──────── EXERCISE MATERIALS ────────

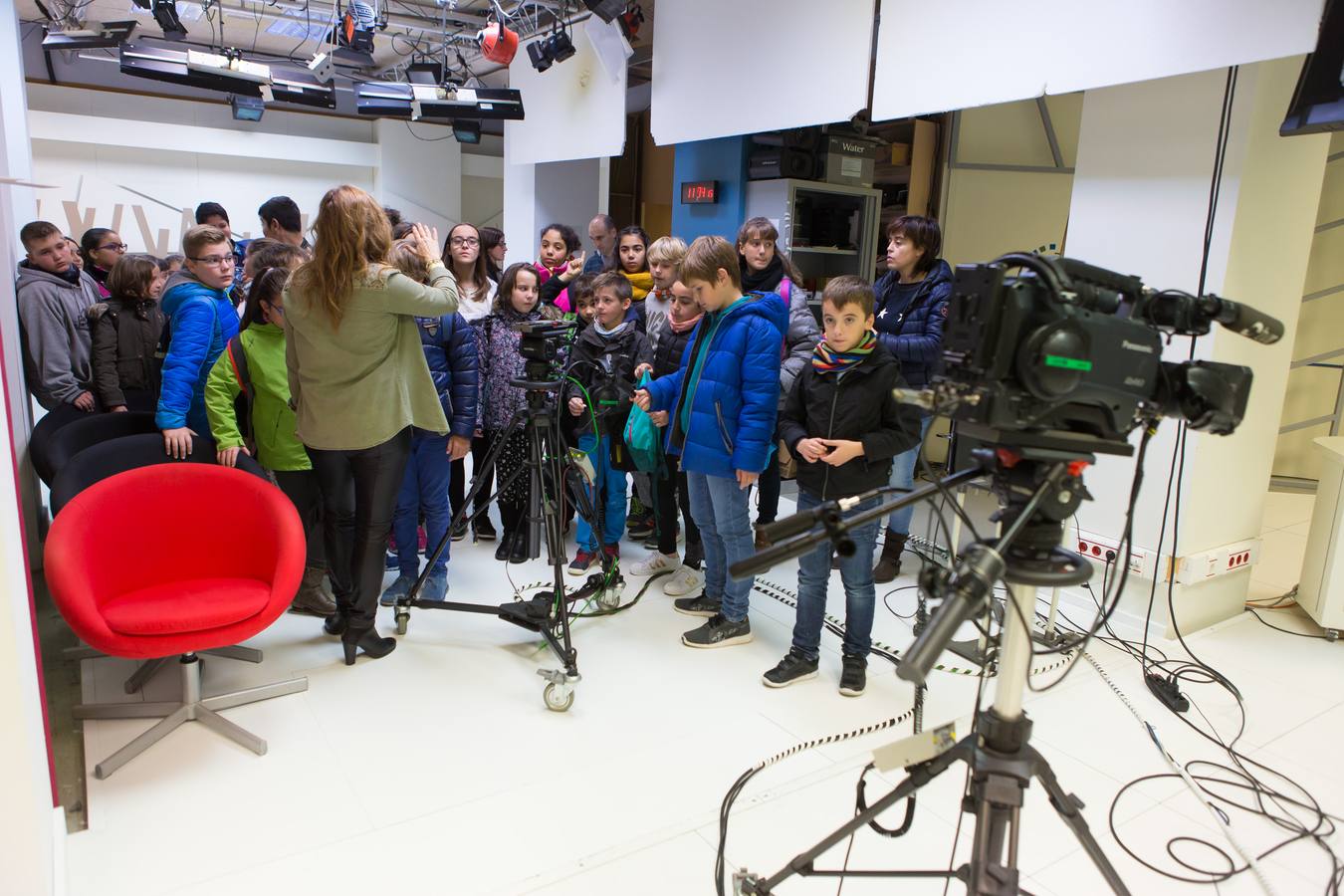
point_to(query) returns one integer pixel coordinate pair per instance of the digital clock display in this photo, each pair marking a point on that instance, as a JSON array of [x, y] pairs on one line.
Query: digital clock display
[[699, 191]]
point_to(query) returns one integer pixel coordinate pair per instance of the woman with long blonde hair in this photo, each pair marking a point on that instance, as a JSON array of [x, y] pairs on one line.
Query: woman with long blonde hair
[[359, 384]]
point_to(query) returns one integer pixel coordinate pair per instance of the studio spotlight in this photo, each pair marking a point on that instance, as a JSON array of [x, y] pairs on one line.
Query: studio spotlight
[[560, 46], [540, 54], [248, 108], [467, 131], [165, 14], [498, 43]]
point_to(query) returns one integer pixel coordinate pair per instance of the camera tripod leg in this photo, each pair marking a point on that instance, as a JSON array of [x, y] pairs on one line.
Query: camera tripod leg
[[917, 777], [1068, 808]]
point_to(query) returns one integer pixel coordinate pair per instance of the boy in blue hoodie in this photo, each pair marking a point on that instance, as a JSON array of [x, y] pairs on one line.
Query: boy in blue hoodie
[[722, 408], [200, 322], [449, 345]]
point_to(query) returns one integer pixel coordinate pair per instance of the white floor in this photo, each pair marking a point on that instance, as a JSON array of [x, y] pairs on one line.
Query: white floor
[[437, 770]]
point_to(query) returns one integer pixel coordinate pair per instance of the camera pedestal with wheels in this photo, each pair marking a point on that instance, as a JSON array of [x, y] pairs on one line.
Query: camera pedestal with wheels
[[1048, 368], [549, 469], [1037, 489]]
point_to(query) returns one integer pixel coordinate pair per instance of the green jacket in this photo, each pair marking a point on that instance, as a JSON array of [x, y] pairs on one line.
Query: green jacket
[[359, 384], [273, 421]]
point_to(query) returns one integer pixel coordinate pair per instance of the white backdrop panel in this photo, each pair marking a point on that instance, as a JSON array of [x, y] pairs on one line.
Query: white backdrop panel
[[722, 69], [575, 109], [960, 54]]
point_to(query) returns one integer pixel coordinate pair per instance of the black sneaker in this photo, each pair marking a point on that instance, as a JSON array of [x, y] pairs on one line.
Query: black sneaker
[[718, 633], [698, 606], [791, 669], [853, 676]]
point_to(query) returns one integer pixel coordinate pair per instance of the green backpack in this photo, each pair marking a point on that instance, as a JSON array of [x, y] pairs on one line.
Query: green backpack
[[642, 437]]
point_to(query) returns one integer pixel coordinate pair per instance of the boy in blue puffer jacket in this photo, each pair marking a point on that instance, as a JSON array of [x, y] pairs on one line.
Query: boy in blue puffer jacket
[[200, 323], [722, 411], [449, 344]]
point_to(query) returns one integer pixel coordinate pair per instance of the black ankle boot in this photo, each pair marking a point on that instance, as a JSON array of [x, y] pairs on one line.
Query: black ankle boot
[[373, 645], [889, 565], [506, 547], [518, 554], [336, 622]]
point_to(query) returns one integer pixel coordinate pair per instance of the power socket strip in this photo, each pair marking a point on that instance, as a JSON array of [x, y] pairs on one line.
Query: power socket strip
[[1101, 549]]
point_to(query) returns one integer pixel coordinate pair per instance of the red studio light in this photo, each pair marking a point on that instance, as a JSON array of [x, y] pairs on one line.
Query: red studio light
[[498, 43]]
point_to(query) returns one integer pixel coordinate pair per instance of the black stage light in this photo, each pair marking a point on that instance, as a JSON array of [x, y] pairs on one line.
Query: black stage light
[[467, 131], [165, 14], [248, 108], [560, 46], [387, 100], [540, 54]]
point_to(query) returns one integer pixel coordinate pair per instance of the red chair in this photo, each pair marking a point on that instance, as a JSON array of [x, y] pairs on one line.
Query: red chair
[[172, 560]]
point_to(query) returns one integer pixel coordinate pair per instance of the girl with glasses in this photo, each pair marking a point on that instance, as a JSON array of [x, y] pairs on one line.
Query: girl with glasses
[[100, 249]]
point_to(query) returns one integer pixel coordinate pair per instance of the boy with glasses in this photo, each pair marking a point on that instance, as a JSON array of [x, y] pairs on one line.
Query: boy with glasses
[[200, 322]]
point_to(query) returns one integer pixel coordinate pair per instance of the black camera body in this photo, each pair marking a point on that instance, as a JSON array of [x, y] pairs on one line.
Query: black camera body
[[1068, 356]]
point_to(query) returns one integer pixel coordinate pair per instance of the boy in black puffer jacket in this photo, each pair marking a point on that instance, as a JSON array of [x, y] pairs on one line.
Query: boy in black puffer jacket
[[610, 344], [844, 426], [671, 335]]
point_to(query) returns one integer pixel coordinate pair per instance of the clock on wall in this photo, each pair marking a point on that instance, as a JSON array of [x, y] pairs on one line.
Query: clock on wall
[[695, 192]]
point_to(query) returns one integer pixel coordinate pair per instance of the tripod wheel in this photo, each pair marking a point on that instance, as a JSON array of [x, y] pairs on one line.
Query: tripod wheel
[[558, 697]]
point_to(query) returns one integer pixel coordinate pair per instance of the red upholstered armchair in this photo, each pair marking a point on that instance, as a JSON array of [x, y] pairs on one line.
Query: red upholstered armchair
[[171, 560]]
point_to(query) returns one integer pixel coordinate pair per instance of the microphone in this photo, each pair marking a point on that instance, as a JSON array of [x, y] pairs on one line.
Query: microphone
[[1247, 322]]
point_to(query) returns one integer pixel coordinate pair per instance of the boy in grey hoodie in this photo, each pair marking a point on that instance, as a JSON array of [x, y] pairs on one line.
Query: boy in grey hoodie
[[54, 297]]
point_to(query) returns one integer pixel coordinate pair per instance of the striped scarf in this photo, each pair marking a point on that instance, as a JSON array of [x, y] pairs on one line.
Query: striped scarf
[[824, 360]]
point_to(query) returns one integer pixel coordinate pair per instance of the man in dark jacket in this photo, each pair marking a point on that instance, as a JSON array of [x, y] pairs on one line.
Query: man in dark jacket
[[450, 353], [844, 426], [603, 357], [54, 297], [911, 307]]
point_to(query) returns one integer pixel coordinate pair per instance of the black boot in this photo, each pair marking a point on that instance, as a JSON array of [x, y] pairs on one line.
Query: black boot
[[336, 622], [373, 645], [889, 565], [518, 554]]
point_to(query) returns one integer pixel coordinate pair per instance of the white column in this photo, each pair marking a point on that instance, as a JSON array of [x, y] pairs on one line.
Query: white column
[[419, 172], [30, 850], [1145, 160], [566, 192]]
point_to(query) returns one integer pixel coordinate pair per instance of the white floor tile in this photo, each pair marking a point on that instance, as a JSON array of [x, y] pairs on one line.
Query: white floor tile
[[438, 770]]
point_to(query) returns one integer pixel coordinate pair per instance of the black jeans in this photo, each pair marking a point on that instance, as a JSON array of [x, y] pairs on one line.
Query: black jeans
[[359, 500], [768, 492], [300, 487], [669, 495]]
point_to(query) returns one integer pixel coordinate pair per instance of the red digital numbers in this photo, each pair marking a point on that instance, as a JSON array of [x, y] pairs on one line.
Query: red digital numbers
[[699, 191]]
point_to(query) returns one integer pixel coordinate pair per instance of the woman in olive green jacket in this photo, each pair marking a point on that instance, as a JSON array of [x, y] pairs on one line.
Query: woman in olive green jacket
[[359, 383]]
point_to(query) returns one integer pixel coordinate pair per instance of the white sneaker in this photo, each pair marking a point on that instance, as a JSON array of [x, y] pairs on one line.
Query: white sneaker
[[657, 563], [682, 583]]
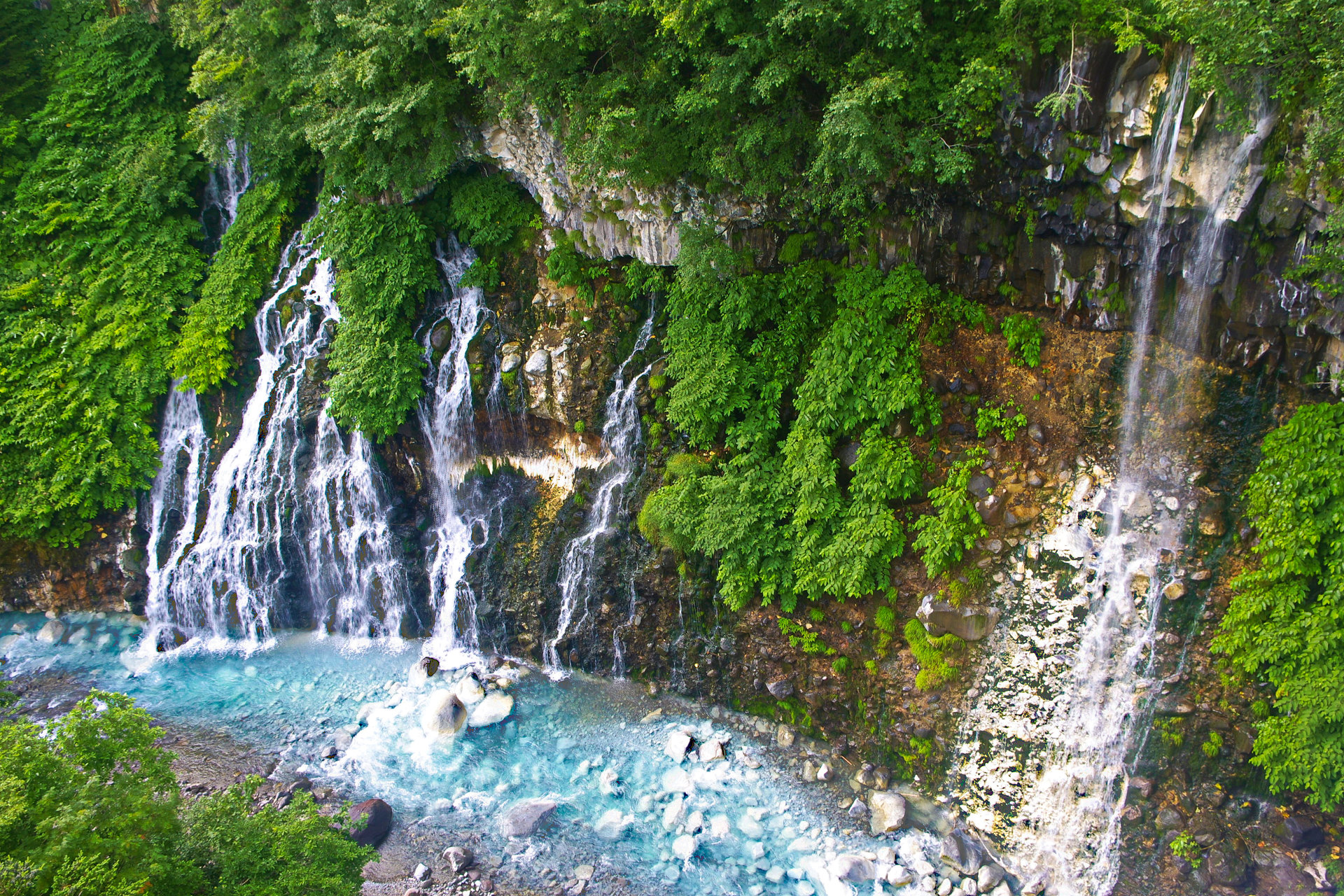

────────

EXERCISE PROMPT: Could you retype every record exactly, leaving the pictures out?

WRITTEN REPLY:
point_to(query) returns one integer pixel coordinate pair per instance of the digital clock display in this photo, each pair marking a point on that instance, as a JSON array of [x, y] pairs on one line.
Query: digital clock display
[[699, 191]]
point_to(query) returns one integer pixel coordinate pair per instance of the woman with long blonde hair in this photo, each pair marking a point on that instance, as a JSON array of [x, y] pairs on one line.
Query: woman with long blonde hair
[[359, 384]]
point_to(query) returns one integer pixel coordinate pair per instance of the studio spotlight in this photo, each pair marking a point on that instance, as a JSON array of [x, y] pairs on one line.
Query: studio spotlight
[[560, 46], [540, 54], [248, 108], [467, 131], [165, 14], [498, 43]]
point_to(query) returns one integer pixel coordinate pair per instance of the camera tripod leg in this photo, each pair marking a point on that instance, as a JSON array of [x, y] pairs on one line.
Query: camera tripod leg
[[917, 777], [1068, 808]]
point_to(query) returns one integer pixel coordinate pair per instance of the boy in blue hoodie in this photo, each pair marking a point on that instance, as a JSON array of [x, y] pairs on one line.
Query: boy in blue hoodie
[[722, 408], [200, 322], [449, 345]]
point_to(query) returns one integer pixel coordinate pair per instance of the white floor in this photo, each pair marking a point on that instance, as a JSON array of [x, y] pairs on one line.
Query: white floor
[[437, 770]]
point_to(query) returns one integer pixel coordinate pair per instance of the camera pedestal with wheels in this photo, each pair marking a point on that instance, as a JSON array of [x, y] pairs on one line.
Query: camera pedestal with wheels
[[1048, 368], [549, 469], [1037, 489]]
point_to(query) returns one integer pixel coordinate pair per instance of the green jacket in this photo, each pair marking a point on that instance, as a JSON array of [x, y] pairs on one line.
Query: green jacket
[[359, 384], [273, 421]]
point_to(query) returns one integer pixel coordinate pair per instance of the white backdrop panel in this photo, each pair marking a point on that instance, as a JSON array of [x, y] pairs on one line.
Query: white backdrop panel
[[722, 69], [575, 109], [960, 54]]
point_to(query) returns one integer pixel coordinate pair per instance of the black sneaker in this photo, each pair marking a point on that instance, as a JSON array of [x, y] pairs on one line.
Query: black sneaker
[[718, 633], [698, 606], [791, 669], [853, 676]]
point_to(query) returns one integer pixel coordinate pair per instance of the green backpack in this photo, each pair marking a point on that instance, as a JSON array of [x, y] pairs on one line.
Query: green backpack
[[642, 437]]
point_to(query) returns one integer pixel coordinate pair per instance of the boy in blue puffer jacket in this photo, each pair marking a point on that instance, as a JSON array of [x, y] pairs on one line.
Query: boy in blue puffer jacket
[[200, 323], [722, 411], [449, 344]]
point_to(query) returns one integer pixel coordinate pair per instance of the black ankle boot in this photo, each pair marking a point on that instance, as a JSON array of [x, y] pairs on one line.
Query: black ankle boot
[[373, 645], [889, 565], [506, 547], [518, 554], [336, 622]]
point_to(query) returns one integer pixel coordinate pair per instance of the power socket strip in this photo, each pair marking a point on that instance, as a JSON array of [x, y] pairs on one line.
Query: power socket strip
[[1101, 549]]
point_to(query) returns one integer pixel coordinate pair per instance of the red studio light in this photo, each pair marking a point on that instance, as a JSON array of [x, y] pairs on one line.
Query: red studio light
[[498, 43]]
point_to(query) returns one integer pixel coordinate pair per instance of the black stage light in this photo, each pair marking a point on that instance, as a JSON array of [x, y] pairs on one line.
Query: black stage light
[[467, 131], [165, 14], [248, 108], [560, 46], [387, 100], [540, 54]]
point_to(query) returns one integer pixel coordinate pair per instance of the red chair in this photo, each pair marking a point on that instance, as a JSON array of [x, y] pairs on one line.
Query: red chair
[[172, 560]]
point_to(query) returns one integer pixel coordinate pair per instance of the girl with glasses in this photo, each pair marking a point on that instance, as a JSON array of [x, y] pairs on one line.
Query: girl with glasses
[[100, 249]]
point_to(query) returns one integer pixel coordinate pair per instance of the boy with glasses in this photo, each pair marking a point on that instance, as a JSON array of [x, y] pairs on one line.
Query: boy with glasses
[[200, 322]]
point_to(query) returns one integer pixel coordinate pair per instance of the black camera body in this photo, each pair marking a point on that instance, as a JSON array of [x, y] pairs on one line.
Query: black camera body
[[1068, 356]]
point_to(query) returns one integer pixel coordinate pair per instance of the boy in black puffer jacket in this photo, each pair marking a point on that instance, as a JSON array of [x, y] pairs on one line.
Query: boy in black puffer jacket
[[610, 344], [844, 426], [671, 335]]
point_to(query) returns one integer pixel coordinate pair per instance of the clock on wall in this photo, each pair marking a point on that instance, as a JSON array of [x, y] pairs on one line.
Query: clock on wall
[[695, 192]]
point_to(query) returns one integer pixel coordinate pair per instance of the tripod wheel in this photo, each pair marking a point on that instance, as a JSON array of [x, y] pairs on one line.
Query: tripod wheel
[[558, 697]]
point_to(query) returns one integer pixel coordinate pair per instance of the red upholstered armchair in this photo, each pair marking a point on that instance, as a JSON array of [x, y] pairs on one line.
Query: red upholstered armchair
[[171, 560]]
point_to(query) returns one integer pixel coordinate pair per instance of the microphone in this photo, each pair marking a point on that instance, as a JSON array of [x, y] pairs on one line.
Query: microphone
[[1247, 322]]
point_to(query) returns one integer pixel coordinate pair per instance of the boy in grey hoodie in this photo, each pair marking a point on that instance, as a JSON array of [x, y] pairs on one line.
Query: boy in grey hoodie
[[54, 297]]
point_to(query) returns one integer pixel coordinate pair per instance of the striped scarf in this photo, each pair marking a point on that instance, as a JSON array of [x, y] pairs on one line.
Query: striped scarf
[[824, 360]]
point_to(query) returns one integer pixel coordinate pair per instance of the man in dark jacket in this photo, each pair marking a point on that instance, as a JSON array of [x, y] pairs on one line.
Query: man in dark jacket
[[450, 353], [844, 426], [603, 357], [54, 297], [911, 307]]
point_to(query) returns one integer pixel coordinate pair per instance of the black boot in this photo, each pair marking a point on that instance, as a JSON array of [x, y] pairs on one line.
Query: black boot
[[336, 622], [373, 645], [889, 565], [518, 554]]
point_to(query) returns one integer pixel coordinate pair per instance of the white column in this photo, each pair marking a point on that instance, as a JSON array of [x, y] pairs on one line.
Query: white column
[[419, 172], [30, 850], [1145, 160], [566, 192]]
point_to(query) returns one integer pixel coordinate pair per instance of the white floor tile in this photo, each pair marking a point on that instance, as a JSON array of [x, y] pairs on one line.
Query: white floor tile
[[438, 770]]
point_to(query) returns one integer pixel coordinate pair per instance of the black jeans in this photo, each pair marking a point on that instance, as a JSON array of [x, y] pairs on one line.
Query: black jeans
[[359, 500], [768, 492], [300, 487], [669, 495]]
point_to(query) returns one integer pixel coordinate pair per instance of the red digital numbers in this photo, each pair marking a point on that instance, as a JSON array of [x, y] pairs on one line.
Query: red digital numbers
[[699, 191]]
point_to(query) returns one integer pixel coordinate pair per instance of the woman in olive green jacket in this photo, each pair marking a point on that instance, as a JSON array of [x, y] pairs on one line.
Query: woman in olive green jacket
[[359, 383]]
point_to(query) returns one integer pixel coordinate pair per instance of the white sneaker in this photo, each pair marking a point on that instance, as a JSON array of [x, y] pairs on one line.
Query: white sneaker
[[657, 563], [682, 583]]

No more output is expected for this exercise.